• Stored items:

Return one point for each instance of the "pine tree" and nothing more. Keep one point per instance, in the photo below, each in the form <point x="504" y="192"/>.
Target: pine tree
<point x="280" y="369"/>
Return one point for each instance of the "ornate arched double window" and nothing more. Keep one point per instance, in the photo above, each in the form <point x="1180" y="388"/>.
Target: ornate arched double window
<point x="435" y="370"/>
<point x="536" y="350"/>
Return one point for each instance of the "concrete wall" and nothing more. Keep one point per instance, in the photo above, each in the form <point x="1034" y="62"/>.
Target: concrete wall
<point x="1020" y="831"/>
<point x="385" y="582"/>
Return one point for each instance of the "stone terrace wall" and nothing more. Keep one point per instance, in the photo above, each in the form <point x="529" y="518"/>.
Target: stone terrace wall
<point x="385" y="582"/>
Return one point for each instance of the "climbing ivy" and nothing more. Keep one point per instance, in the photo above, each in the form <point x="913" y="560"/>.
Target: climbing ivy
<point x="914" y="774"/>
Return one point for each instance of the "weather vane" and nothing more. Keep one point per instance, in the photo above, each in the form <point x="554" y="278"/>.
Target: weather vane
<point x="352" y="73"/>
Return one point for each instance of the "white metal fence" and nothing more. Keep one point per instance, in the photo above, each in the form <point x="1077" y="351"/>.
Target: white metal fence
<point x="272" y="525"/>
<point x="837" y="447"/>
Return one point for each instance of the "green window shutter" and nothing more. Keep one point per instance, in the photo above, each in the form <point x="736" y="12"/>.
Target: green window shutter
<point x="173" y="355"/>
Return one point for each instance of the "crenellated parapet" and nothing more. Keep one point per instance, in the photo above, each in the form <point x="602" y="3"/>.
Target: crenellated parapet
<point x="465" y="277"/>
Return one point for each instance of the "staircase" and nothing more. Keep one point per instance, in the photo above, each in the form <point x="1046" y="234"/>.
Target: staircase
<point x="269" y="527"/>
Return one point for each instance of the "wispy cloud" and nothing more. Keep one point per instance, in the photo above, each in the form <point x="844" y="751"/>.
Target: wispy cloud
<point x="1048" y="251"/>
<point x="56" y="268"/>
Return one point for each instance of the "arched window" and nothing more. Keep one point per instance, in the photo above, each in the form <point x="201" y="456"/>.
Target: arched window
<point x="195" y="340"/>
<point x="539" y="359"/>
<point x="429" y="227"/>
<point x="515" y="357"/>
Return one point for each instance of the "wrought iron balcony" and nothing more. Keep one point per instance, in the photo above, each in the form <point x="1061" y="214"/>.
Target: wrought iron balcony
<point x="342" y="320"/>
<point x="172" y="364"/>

• Problem to solve:
Repeat all of the entries exactly.

• Answer section:
Return one point for each instance of the "pine tree" and nothing more. Keep one point per instance, in the photo below, each in the form <point x="504" y="192"/>.
Target: pine tree
<point x="280" y="369"/>
Return one point for each instance of the "ornate arched double window" and nothing more. Keep one point per instance, in the photo above, each in the form <point x="1180" y="388"/>.
Target: ornate arched double window
<point x="435" y="370"/>
<point x="536" y="350"/>
Return one point for each instance of the "concrete wall" and nothing more. Keep one point per instance, in the photo above, each in the form <point x="1034" y="62"/>.
Target: concrete wall
<point x="1020" y="831"/>
<point x="385" y="582"/>
Return one point for each instance of the "stone terrace wall" and nothing more. Keep one point per instance, in the photo above, each in the form <point x="529" y="518"/>.
Target: stone terrace wall
<point x="385" y="582"/>
Return one point for each instance of the "climbing ivy" and nothing more. Keep one point per instance, in the photo above, each in the form <point x="913" y="560"/>.
Target: climbing ivy
<point x="914" y="774"/>
Return one point for each instance of the "weather vane" and nothing more. Keep one point per instance, in the photo above, each in the form <point x="554" y="278"/>.
Target: weather vane
<point x="352" y="73"/>
Return one point for each instance of the "white metal fence" and nothing more. Keep one point per instance, in the photo above, each in the form <point x="1077" y="351"/>.
Target: white metal fence
<point x="272" y="525"/>
<point x="837" y="447"/>
Return one point for each instance of the "green window shutter" and nothing more. Keep one point per instance, in the photo above, each in the form <point x="736" y="12"/>.
Target: green window shutter
<point x="173" y="355"/>
Return one point for each instance of the "crenellated parapet" and nothing more. Keep one point per instance, in the photo above, each in the form <point x="602" y="3"/>.
Target: crenellated parapet
<point x="465" y="277"/>
Return one point for each instance of the "staircase" and nothing more. Keep one point per instance, in the photo above, each in the form <point x="1046" y="234"/>.
Target: staircase
<point x="269" y="527"/>
Return one point for each instance of the "wispy cloud" and nothing more. Keep one point per instance, in the photo above, each in the form <point x="844" y="751"/>.
Target: wispy cloud
<point x="1048" y="251"/>
<point x="56" y="268"/>
Return one point for each instance of the "arched window" and nothing more. Keep one point per instance, in the photo above, each in the form <point x="201" y="456"/>.
Target: arched window
<point x="195" y="340"/>
<point x="539" y="359"/>
<point x="429" y="227"/>
<point x="515" y="357"/>
Return one point for each instance of the "wrought iron balcony" and nothing more. Keep one point per instance, in the photo above, each in the form <point x="1061" y="214"/>.
Target: wrought iron balcony
<point x="342" y="320"/>
<point x="172" y="364"/>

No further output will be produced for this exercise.